**BLOC DE TEXTE:**
********************

37. On ne saurait déduire de l’article 8 un droit générique à l’emploi ou au renouvellement d’un contrat de travail à durée déterminée. Cela étant, la Cour a déjà eu à se pencher sur l’applicabilité de l’article 8 à la sphère de l’emploi. À cet égard, elle rappelle que la « vie privée » est une notion large, non susceptible d’une définition exhaustive. Il serait trop restrictif de limiter la notion de « vie privée » à un « cercle intime » où chacun peut mener sa vie personnelle à sa guise et d’écarter entièrement le monde extérieur à ce cercle. Selon la jurisprudence de la Cour, il n’y a aucune raison de principe de considérer que la « vie privée » exclut les activités professionnelles. Des restrictions apportées à la vie professionnelle peuvent tomber sous le coup de l’article 8, lorsqu’elles se répercutent sur la façon dont l’individu forge son identité sociale par le développement des relations avec ses semblables. En outre, la vie professionnelle est souvent étroitement mêlée à la vie privée, tout particulièrement si des facteurs liés à la vie privée, au sens strict du terme, sont considérés comme des critères de qualification pour une profession donnée. Bref, la vie professionnelle fait partie de cette zone d’interaction entre l’individu et autrui qui, même dans un contexte public, peut relever de la « vie privée » (voir Fernández Martínez c. Espagne [GC], no 56030/07, § 109, CEDH 2014 (extraits), et les références y figurant).

38. S’agissant de l’article 9, il y a lieu de rappeler que la liberté de pensée, de conscience et de religion représente l’une des assises d’une « société démocratique » au sens de la Convention (Kokkinakis c. Grèce, 25 mai 1993, § 31, série A no 260-A).

39. Si la liberté religieuse relève d’abord du for intérieur, elle implique de surcroît, notamment, celle de « manifester sa religion ». Aux termes de l’article 9, la liberté de manifester sa religion ne s’exerce pas uniquement de manière collective, « en public » et dans le cercle de ceux dont on partage la foi : on peut aussi s’en prévaloir « individuellement » et « en privé » ; en outre, elle comporte en principe le droit d’essayer de convaincre son prochain, par exemple au moyen d’un « enseignement », sans quoi du reste « la liberté de changer de religion ou de conviction », consacrée par l’article 9 risquerait de demeurer lettre morte (ibidem).

********************

**DONNÉES FOURNIES:**
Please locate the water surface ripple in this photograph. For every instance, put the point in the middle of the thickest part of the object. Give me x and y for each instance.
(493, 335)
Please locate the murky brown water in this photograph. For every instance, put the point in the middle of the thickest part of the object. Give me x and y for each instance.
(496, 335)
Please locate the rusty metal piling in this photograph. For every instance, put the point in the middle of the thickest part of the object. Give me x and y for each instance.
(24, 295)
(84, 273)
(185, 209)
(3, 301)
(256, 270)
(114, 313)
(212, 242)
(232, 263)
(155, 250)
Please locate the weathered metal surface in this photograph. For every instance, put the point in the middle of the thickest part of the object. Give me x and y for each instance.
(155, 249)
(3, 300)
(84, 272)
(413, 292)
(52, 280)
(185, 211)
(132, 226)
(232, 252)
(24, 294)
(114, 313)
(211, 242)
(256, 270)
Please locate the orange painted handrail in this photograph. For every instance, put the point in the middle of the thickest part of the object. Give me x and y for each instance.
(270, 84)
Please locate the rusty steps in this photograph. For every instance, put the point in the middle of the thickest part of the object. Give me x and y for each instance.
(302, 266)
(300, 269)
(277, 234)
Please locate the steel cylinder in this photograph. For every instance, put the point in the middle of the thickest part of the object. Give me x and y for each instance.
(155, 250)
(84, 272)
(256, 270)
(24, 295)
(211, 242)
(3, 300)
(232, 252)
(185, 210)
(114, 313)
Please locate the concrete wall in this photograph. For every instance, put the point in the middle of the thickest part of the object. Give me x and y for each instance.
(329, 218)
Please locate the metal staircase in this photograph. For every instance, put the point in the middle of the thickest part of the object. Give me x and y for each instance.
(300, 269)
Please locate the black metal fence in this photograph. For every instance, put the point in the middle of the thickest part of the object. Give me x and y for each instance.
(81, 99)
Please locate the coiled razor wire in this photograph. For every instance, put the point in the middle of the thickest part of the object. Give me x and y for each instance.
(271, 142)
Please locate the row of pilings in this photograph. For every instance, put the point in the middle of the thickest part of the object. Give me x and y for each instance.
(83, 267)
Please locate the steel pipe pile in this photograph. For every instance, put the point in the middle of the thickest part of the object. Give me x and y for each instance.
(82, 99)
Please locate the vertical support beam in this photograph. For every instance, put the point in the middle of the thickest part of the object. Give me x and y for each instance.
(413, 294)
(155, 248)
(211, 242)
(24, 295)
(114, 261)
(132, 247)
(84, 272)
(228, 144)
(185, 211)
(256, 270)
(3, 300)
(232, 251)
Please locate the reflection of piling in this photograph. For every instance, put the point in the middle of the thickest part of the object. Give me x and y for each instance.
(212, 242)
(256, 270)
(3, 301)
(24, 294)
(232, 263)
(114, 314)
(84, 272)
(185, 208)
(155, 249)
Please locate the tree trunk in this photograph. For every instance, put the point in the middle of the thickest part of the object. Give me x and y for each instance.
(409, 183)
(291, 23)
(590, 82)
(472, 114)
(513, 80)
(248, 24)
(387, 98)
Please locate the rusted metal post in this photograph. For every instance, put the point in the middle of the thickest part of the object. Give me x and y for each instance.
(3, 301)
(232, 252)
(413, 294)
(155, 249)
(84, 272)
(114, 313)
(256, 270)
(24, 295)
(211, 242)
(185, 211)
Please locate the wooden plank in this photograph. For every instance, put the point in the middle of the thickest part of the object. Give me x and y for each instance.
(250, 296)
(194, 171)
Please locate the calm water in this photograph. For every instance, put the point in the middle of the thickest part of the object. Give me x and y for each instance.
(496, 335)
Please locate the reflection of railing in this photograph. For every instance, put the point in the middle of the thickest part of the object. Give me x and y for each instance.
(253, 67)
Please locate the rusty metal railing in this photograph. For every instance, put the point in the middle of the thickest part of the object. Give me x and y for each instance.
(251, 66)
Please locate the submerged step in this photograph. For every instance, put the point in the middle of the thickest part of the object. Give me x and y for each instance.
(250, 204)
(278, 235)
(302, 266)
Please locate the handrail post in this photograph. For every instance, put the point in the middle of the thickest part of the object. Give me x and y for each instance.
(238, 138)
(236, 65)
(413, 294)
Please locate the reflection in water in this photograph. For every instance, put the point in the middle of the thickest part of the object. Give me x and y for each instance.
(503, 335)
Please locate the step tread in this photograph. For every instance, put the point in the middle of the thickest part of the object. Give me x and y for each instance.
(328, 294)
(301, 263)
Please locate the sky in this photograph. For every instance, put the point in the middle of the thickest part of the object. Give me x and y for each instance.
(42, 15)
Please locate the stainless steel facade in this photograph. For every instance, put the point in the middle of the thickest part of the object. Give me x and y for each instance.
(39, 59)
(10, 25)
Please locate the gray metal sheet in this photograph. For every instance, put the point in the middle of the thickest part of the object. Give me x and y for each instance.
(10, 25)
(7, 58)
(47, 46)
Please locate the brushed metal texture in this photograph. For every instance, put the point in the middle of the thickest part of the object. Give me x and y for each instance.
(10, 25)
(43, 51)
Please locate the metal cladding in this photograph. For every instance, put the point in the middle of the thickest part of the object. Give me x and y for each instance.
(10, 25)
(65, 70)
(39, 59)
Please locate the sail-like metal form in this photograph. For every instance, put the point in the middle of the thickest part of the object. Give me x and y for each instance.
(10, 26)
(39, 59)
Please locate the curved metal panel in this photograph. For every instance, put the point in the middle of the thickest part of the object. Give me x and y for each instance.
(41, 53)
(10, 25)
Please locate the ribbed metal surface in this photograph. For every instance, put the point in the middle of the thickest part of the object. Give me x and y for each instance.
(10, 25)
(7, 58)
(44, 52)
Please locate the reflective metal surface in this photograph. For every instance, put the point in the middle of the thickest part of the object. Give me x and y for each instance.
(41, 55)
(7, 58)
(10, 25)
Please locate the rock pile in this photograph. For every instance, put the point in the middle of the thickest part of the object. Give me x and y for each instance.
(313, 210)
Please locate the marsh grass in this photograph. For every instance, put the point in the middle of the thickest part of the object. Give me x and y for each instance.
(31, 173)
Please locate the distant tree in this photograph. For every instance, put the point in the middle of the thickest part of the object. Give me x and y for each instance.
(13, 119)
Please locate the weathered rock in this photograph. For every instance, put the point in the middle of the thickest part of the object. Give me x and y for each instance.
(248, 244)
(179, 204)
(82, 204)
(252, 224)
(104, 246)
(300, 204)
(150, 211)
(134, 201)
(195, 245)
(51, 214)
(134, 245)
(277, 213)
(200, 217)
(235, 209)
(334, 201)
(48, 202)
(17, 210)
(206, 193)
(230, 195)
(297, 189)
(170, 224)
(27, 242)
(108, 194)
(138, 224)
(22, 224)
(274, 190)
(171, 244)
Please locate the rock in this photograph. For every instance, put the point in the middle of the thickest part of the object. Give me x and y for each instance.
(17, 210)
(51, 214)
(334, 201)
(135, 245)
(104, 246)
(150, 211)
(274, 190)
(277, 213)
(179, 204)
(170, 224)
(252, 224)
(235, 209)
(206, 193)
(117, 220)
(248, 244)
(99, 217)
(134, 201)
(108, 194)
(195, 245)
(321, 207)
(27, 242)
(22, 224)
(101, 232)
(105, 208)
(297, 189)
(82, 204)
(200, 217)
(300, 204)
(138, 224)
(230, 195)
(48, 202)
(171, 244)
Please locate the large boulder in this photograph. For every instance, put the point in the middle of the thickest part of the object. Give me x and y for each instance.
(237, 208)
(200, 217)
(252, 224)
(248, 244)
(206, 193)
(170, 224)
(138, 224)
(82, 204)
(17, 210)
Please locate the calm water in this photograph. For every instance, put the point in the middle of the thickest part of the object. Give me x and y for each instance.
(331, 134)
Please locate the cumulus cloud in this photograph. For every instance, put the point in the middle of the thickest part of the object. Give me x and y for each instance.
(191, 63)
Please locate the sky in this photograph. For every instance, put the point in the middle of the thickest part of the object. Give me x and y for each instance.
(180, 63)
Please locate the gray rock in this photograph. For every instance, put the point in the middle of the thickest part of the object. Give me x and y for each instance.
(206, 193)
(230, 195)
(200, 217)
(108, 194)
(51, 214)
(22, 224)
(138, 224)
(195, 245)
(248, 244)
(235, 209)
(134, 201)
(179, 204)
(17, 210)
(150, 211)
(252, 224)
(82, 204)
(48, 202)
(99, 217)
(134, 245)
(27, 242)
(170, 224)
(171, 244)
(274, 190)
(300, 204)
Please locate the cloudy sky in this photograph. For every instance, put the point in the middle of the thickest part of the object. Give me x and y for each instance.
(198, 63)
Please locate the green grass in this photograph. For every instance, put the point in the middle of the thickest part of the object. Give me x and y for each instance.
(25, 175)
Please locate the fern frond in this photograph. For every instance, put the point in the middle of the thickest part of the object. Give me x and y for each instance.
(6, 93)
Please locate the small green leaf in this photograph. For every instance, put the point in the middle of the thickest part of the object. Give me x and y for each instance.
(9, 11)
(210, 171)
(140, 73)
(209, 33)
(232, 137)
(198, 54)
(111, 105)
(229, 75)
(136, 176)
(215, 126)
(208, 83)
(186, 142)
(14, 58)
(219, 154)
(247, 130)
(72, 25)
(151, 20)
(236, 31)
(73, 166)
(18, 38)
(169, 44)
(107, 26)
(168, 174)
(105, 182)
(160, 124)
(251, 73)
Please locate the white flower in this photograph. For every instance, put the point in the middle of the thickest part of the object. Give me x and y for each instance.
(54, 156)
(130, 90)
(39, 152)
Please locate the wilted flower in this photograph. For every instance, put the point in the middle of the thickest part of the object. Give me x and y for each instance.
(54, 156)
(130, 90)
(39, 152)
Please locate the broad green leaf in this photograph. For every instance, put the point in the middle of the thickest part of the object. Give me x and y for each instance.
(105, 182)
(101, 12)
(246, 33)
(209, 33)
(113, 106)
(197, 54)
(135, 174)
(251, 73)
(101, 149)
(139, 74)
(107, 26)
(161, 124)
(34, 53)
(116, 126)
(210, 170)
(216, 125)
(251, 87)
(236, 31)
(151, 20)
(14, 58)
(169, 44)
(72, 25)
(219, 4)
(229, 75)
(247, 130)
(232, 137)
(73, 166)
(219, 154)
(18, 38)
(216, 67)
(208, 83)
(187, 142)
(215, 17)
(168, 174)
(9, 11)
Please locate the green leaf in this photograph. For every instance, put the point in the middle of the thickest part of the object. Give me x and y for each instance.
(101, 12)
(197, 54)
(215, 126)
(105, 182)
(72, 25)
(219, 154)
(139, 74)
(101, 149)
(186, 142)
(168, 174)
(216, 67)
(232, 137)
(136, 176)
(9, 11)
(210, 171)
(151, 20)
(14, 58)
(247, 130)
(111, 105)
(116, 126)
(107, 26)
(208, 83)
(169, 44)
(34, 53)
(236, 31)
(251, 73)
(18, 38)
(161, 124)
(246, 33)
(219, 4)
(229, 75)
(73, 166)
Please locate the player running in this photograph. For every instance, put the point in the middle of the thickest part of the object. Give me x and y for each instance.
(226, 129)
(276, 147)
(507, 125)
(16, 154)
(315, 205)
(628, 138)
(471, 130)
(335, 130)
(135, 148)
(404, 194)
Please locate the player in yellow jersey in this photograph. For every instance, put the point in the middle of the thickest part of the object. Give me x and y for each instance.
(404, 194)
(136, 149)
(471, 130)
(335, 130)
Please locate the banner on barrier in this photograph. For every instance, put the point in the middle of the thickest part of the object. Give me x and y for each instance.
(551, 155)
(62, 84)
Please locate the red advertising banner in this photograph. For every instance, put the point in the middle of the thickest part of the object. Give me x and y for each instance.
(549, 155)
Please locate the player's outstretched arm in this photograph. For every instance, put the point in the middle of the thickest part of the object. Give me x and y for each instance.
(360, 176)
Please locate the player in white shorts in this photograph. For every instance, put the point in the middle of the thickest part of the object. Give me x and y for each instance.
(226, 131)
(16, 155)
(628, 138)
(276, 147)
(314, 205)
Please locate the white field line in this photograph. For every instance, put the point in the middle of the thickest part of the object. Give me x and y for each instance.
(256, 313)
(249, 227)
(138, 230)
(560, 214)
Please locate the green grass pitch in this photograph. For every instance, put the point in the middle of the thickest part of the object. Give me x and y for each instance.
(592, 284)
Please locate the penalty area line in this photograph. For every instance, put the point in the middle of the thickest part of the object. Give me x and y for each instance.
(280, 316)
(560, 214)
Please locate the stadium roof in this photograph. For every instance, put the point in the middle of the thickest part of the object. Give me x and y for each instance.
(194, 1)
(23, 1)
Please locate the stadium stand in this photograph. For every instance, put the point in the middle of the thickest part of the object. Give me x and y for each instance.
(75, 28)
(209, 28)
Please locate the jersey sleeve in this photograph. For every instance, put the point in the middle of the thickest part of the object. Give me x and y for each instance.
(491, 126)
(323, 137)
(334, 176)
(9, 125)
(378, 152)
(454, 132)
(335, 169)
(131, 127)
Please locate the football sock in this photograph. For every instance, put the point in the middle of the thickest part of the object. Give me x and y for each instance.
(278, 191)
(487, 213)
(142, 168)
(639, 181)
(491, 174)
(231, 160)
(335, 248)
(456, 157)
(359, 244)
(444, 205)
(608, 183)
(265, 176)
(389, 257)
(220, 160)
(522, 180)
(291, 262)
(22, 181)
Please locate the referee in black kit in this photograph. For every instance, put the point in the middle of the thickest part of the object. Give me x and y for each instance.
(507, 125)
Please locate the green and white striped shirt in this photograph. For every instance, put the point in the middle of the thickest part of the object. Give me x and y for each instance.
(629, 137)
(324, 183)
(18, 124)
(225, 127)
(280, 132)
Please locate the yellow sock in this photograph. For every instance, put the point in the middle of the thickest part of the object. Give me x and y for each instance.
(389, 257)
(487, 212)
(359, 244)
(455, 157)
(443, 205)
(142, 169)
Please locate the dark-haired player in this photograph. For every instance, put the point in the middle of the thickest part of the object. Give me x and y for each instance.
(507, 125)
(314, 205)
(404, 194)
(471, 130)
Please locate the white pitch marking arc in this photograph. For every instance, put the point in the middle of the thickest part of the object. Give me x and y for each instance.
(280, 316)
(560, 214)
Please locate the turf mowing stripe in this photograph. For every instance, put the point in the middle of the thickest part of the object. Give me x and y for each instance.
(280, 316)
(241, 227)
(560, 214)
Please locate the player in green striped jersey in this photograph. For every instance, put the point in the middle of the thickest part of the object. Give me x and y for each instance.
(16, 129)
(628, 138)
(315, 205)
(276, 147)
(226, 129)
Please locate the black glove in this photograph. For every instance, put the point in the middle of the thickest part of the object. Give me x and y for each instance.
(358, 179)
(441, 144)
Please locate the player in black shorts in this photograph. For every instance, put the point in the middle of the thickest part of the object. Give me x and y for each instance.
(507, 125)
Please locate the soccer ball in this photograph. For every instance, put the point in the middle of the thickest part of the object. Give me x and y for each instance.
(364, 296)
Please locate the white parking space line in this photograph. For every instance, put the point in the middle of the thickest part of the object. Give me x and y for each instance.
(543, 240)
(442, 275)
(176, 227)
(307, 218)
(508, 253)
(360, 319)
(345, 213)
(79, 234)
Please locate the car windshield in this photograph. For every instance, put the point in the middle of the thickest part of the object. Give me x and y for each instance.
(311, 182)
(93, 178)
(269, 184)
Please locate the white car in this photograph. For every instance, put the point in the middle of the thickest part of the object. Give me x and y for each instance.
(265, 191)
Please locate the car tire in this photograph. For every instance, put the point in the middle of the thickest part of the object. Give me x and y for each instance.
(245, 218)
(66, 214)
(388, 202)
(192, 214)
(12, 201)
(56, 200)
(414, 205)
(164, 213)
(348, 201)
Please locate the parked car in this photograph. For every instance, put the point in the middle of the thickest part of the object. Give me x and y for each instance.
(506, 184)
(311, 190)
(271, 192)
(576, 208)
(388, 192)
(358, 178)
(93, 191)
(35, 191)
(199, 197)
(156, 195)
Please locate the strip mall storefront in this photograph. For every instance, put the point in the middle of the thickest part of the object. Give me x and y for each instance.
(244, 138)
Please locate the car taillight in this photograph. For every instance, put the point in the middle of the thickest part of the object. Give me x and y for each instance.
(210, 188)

********************

**À FAIRE:**
[A] D'après le bloc de texte, que représente la liberté de pensée, de conscience et de religion au sens de la Convention ?
[B] Sélectionnez chaque ligne des enregistrements qui contient la chaîne « stadium ».

**RÉPONSES COMPLÈTES:**
[A] Elle représente l'une des assises d'une « société démocratique ».

[B]
Please locate the stadium roof in this photograph. For every instance, put the point in the middle of the thickest part of the object. Give me x and y for each instance.
Please locate the stadium stand in this photograph. For every instance, put the point in the middle of the thickest part of the object. Give me x and y for each instance.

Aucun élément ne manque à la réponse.